GOAL: Please print every one of the lines below word for word and in the same order.

LISTED RECORDS:
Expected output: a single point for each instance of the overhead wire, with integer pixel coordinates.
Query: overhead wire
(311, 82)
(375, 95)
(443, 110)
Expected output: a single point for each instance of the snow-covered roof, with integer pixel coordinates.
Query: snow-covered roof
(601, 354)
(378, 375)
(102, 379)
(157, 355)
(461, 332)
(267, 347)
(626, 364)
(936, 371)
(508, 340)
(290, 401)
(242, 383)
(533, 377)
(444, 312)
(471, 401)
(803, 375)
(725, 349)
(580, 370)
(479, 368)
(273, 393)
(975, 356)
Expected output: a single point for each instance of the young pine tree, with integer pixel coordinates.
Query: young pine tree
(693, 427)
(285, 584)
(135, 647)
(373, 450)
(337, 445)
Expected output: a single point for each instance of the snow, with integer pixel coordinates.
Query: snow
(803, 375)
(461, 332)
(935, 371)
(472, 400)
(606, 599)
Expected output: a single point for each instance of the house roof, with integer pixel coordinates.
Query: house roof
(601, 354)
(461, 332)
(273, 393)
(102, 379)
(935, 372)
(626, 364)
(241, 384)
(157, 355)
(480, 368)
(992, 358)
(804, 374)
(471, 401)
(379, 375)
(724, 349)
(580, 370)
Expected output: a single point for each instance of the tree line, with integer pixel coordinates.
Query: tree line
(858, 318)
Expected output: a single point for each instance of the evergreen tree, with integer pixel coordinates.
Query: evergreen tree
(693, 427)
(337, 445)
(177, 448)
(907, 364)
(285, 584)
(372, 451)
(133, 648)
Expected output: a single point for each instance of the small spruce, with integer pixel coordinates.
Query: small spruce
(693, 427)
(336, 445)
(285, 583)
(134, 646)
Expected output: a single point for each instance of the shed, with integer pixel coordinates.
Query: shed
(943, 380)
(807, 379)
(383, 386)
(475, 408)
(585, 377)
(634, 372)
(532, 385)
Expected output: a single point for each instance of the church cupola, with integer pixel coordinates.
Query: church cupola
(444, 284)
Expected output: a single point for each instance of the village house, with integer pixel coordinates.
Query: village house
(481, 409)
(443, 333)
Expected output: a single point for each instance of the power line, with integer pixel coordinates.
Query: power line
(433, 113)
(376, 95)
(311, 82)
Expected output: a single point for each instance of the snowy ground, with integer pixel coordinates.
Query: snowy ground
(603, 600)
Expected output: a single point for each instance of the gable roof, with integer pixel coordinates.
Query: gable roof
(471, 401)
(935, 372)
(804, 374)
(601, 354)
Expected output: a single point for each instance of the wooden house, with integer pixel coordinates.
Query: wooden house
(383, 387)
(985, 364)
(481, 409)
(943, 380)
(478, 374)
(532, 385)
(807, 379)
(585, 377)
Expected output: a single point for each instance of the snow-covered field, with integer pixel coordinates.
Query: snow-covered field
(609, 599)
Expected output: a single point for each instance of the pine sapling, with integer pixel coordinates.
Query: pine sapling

EXERCISE OUTPUT:
Expected output: a single point for each instance of the overhead wire, with integer pixel coordinates.
Query: overhead wire
(311, 82)
(375, 95)
(443, 110)
Expected output: a single point for each instance of the snow-covered roof, with integer pixel coordinates.
Query: snow-covered roof
(601, 354)
(378, 375)
(102, 379)
(157, 355)
(461, 332)
(267, 347)
(626, 364)
(936, 371)
(508, 340)
(290, 401)
(242, 383)
(533, 377)
(444, 312)
(471, 401)
(803, 375)
(725, 349)
(580, 370)
(479, 368)
(273, 393)
(975, 356)
Expected output: a single point for each instance of the young pine tree, with integer pixel coordinates.
Query: young pine tree
(693, 427)
(285, 584)
(135, 647)
(373, 450)
(337, 445)
Expected output: a single point for each instance of the snow, with integer pixel coordinates.
Query: snow
(803, 375)
(461, 332)
(935, 371)
(472, 400)
(606, 599)
Expected output: a single point for each instance of the house roof, with integer pixel coordinates.
Query: house roof
(601, 354)
(461, 332)
(273, 393)
(102, 379)
(935, 372)
(626, 364)
(241, 384)
(157, 355)
(480, 368)
(992, 358)
(804, 374)
(471, 401)
(379, 375)
(724, 349)
(580, 370)
Expected output: a single point for each instance of the tree line, with integer pixel coordinates.
Query: tree line
(858, 318)
Expected output: a single point for each instance of the evergreen tree, with integer pixel coordinates.
Query: evergreen tree
(693, 427)
(337, 445)
(177, 448)
(907, 364)
(285, 584)
(372, 451)
(133, 648)
Expected output: a single point for each instance of the small spruce, with integer pixel coordinates.
Query: small spruce
(693, 427)
(336, 445)
(285, 583)
(134, 646)
Expected output: a single point for each instance of the shed, with integer pixel coordinates.
Query: shed
(943, 380)
(807, 379)
(383, 386)
(475, 408)
(585, 377)
(634, 372)
(532, 385)
Expected output: a single point for each instance of the church cupola, with integer pixel coordinates.
Query: church cupola
(444, 284)
Expected output: a single point for each instance of the village house, with integer pixel coordinates.
Query: village house
(481, 409)
(443, 333)
Expected output: a single point for each instance of the power line, with integer pixel coordinates.
Query: power line
(433, 113)
(376, 95)
(311, 82)
Expected output: a single point for each instance of the snowy ground, with integer pixel coordinates.
Query: snowy ground
(603, 600)
Expected output: a single point for each instance of the gable roof, with integer pixel coordinates.
Query: gable roof
(471, 401)
(935, 372)
(804, 374)
(601, 354)
Expected output: a single point for each instance of the wooden house, with integer pixel coordinates.
Query: wooden house
(383, 387)
(985, 364)
(481, 409)
(943, 380)
(478, 374)
(532, 385)
(807, 379)
(585, 377)
Expected output: a single point for each instance of the snow-covered field, with integer pixel coordinates.
Query: snow-covered field
(609, 599)
Expected output: a single point for each instance of the pine sapling, with integer pixel coordinates.
Query: pine sapling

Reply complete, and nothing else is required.